§ **Required task**: Print the material below verbatim, keeping every line unchanged from start to finish.

§ **Material for this task**:
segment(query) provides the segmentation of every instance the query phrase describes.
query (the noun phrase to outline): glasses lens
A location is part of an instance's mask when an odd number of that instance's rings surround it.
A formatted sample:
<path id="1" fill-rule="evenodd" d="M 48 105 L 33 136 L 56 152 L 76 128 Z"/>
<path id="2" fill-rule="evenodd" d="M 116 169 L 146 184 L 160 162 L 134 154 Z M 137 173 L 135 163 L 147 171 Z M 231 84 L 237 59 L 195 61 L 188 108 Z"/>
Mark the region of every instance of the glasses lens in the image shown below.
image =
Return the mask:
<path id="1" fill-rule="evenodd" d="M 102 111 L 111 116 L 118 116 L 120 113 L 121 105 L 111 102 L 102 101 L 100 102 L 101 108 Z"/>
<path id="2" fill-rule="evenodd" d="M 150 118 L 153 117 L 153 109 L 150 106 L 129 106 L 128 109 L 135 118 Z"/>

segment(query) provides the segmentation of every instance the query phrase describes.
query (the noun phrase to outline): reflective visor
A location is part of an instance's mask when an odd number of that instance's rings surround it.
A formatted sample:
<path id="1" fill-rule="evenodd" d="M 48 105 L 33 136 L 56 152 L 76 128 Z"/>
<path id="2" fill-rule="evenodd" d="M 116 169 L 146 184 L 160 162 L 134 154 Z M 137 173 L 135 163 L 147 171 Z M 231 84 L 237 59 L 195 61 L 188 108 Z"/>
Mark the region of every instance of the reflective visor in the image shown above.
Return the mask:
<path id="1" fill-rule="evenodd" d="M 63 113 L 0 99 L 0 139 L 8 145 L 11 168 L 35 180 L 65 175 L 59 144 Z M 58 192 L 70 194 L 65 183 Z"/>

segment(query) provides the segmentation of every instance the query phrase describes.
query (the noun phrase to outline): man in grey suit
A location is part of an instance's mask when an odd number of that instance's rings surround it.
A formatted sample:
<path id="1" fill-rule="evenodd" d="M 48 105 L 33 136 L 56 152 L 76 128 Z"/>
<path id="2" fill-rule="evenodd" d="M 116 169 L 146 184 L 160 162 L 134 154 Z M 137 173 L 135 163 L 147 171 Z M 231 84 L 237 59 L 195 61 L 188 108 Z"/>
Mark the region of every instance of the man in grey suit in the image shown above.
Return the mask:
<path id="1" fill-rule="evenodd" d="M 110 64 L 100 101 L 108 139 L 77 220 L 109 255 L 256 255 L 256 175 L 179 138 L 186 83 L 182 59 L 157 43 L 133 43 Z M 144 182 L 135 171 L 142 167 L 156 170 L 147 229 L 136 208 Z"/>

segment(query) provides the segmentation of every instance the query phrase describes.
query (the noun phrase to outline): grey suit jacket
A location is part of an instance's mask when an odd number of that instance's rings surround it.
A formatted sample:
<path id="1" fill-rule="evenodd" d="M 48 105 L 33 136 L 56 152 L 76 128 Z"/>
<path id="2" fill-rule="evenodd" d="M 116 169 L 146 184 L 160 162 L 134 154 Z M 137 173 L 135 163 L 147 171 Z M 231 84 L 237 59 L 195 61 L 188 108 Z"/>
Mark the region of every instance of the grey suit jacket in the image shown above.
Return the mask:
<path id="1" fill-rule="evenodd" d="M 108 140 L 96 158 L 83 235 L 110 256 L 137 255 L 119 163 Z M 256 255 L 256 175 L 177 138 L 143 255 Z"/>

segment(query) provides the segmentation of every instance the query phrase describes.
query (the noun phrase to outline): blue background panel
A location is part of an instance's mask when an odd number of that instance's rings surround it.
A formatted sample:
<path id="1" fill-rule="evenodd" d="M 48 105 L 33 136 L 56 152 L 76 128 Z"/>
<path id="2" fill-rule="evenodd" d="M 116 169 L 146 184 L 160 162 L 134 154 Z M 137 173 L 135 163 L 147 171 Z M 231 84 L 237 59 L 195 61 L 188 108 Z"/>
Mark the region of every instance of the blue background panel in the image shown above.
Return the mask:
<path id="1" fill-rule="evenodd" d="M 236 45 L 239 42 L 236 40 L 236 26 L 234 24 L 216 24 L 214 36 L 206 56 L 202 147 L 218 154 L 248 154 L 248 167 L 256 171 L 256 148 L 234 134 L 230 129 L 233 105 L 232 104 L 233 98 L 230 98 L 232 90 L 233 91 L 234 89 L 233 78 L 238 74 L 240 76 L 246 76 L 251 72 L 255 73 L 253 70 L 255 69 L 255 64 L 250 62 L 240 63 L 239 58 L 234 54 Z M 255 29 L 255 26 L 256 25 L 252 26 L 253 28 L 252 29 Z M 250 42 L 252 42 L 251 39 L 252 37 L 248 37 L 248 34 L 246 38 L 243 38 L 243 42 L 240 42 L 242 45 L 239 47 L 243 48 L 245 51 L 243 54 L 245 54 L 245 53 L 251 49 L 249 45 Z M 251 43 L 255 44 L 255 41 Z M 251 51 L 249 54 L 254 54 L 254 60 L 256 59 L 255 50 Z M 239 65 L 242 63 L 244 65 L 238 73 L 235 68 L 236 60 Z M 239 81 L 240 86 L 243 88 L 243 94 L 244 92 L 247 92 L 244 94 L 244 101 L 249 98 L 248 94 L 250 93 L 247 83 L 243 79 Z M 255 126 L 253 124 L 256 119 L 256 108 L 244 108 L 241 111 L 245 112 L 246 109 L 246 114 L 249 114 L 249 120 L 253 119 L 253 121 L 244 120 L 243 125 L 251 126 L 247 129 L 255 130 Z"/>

§ **Finished answer**:
segment(query) provides the segmentation of every instance the query phrase describes.
query (the noun phrase to outline): glasses lens
A location is part of an instance's mask when an odd number of that instance's rings surround it.
A formatted sample:
<path id="1" fill-rule="evenodd" d="M 48 105 L 33 136 L 56 152 L 76 128 Z"/>
<path id="2" fill-rule="evenodd" d="M 116 169 L 146 184 L 160 162 L 134 154 Z M 137 173 L 135 163 L 147 171 Z M 231 84 L 237 59 L 195 61 L 188 108 Z"/>
Mark the region of every instance of the glasses lens in the image shown below.
image =
Return the mask:
<path id="1" fill-rule="evenodd" d="M 102 111 L 111 116 L 118 116 L 120 113 L 121 105 L 111 102 L 102 101 L 100 102 L 101 108 Z"/>
<path id="2" fill-rule="evenodd" d="M 150 118 L 153 117 L 153 109 L 150 106 L 129 106 L 128 109 L 135 118 Z"/>

segment(query) provides the segmentation of every instance the query phrase describes.
query (the noun phrase to outline): reflective visor
A location is part of an instance's mask when an odd number of that instance's rings surround it.
A formatted sample:
<path id="1" fill-rule="evenodd" d="M 48 105 L 33 136 L 56 152 L 76 128 Z"/>
<path id="2" fill-rule="evenodd" d="M 116 169 L 146 184 L 160 162 L 134 154 Z M 137 173 L 135 163 L 147 171 Z M 231 84 L 237 59 L 195 61 L 188 108 Z"/>
Mark the region of every instance of the reflective visor in the image shown above.
Return the mask:
<path id="1" fill-rule="evenodd" d="M 63 113 L 0 99 L 0 139 L 8 145 L 11 168 L 35 180 L 65 175 L 59 144 Z M 58 192 L 70 194 L 65 183 Z"/>

segment(query) provides the segmentation of every instance the query phrase describes.
query (the noun phrase to outline): man in grey suit
A location is part of an instance's mask when an odd number of that instance's rings surround it.
A formatted sample:
<path id="1" fill-rule="evenodd" d="M 48 105 L 33 136 L 56 152 L 76 128 Z"/>
<path id="2" fill-rule="evenodd" d="M 116 169 L 146 184 L 160 162 L 134 154 Z M 137 173 L 135 163 L 147 171 Z M 231 84 L 237 59 L 195 61 L 188 108 Z"/>
Mark the region of every instance of the man in grey suit in the image shown above.
Return the mask:
<path id="1" fill-rule="evenodd" d="M 110 64 L 100 101 L 108 139 L 77 220 L 109 255 L 256 255 L 256 175 L 179 138 L 186 83 L 182 59 L 157 43 L 133 43 Z M 144 182 L 135 171 L 142 167 L 156 170 L 147 229 L 136 208 Z"/>

segment(query) provides the segmentation of every instance the query phrase describes.
query (the noun phrase to outline): grey suit jacket
A location is part of an instance's mask when an odd number of that instance's rings surround it.
A formatted sample:
<path id="1" fill-rule="evenodd" d="M 48 105 L 33 136 L 56 152 L 76 128 Z"/>
<path id="2" fill-rule="evenodd" d="M 116 169 L 146 184 L 160 162 L 134 154 Z M 137 173 L 135 163 L 147 171 Z M 231 84 L 237 59 L 195 61 L 188 108 Z"/>
Mark the region of every instance of the grey suit jacket in the image shown above.
Return the mask:
<path id="1" fill-rule="evenodd" d="M 108 140 L 96 158 L 83 235 L 110 256 L 137 255 L 119 163 Z M 256 255 L 256 175 L 177 138 L 143 255 Z"/>

segment(query) provides the segmentation of every instance the query phrase describes.
query (the noun phrase to outline): blue background panel
A location is part of an instance's mask when an odd number of that instance's rings surround it.
A formatted sample:
<path id="1" fill-rule="evenodd" d="M 48 105 L 33 136 L 56 152 L 76 128 Z"/>
<path id="2" fill-rule="evenodd" d="M 116 169 L 146 184 L 160 162 L 134 154 Z M 137 173 L 135 163 L 147 171 Z M 231 84 L 237 59 L 195 61 L 188 108 Z"/>
Mark the region of every instance of the blue background panel in the image shown above.
Return the mask:
<path id="1" fill-rule="evenodd" d="M 236 45 L 239 42 L 236 40 L 236 26 L 234 24 L 216 24 L 214 36 L 206 56 L 202 147 L 218 154 L 248 154 L 248 167 L 256 171 L 256 148 L 234 134 L 230 129 L 233 105 L 232 104 L 233 98 L 230 98 L 232 90 L 233 91 L 234 89 L 233 78 L 238 74 L 240 76 L 246 76 L 251 72 L 255 73 L 253 70 L 255 69 L 255 64 L 250 62 L 240 63 L 239 58 L 234 54 Z M 255 29 L 255 26 L 256 25 L 252 26 L 253 28 L 252 29 Z M 250 42 L 252 42 L 251 39 L 252 37 L 248 37 L 248 34 L 246 38 L 243 38 L 243 42 L 240 42 L 242 45 L 239 47 L 243 48 L 245 51 L 243 54 L 245 54 L 245 53 L 251 49 L 249 45 Z M 251 43 L 255 44 L 255 41 Z M 251 51 L 249 54 L 254 54 L 254 60 L 256 59 L 255 50 Z M 239 65 L 242 63 L 244 65 L 238 73 L 235 68 L 236 60 Z M 239 81 L 240 86 L 243 88 L 243 94 L 244 92 L 247 92 L 244 94 L 244 101 L 249 98 L 248 94 L 250 93 L 247 83 L 243 79 Z M 255 126 L 253 124 L 256 119 L 256 108 L 244 108 L 241 111 L 245 112 L 246 109 L 246 114 L 249 114 L 249 120 L 253 119 L 253 121 L 244 120 L 243 125 L 251 126 L 247 129 L 255 130 Z"/>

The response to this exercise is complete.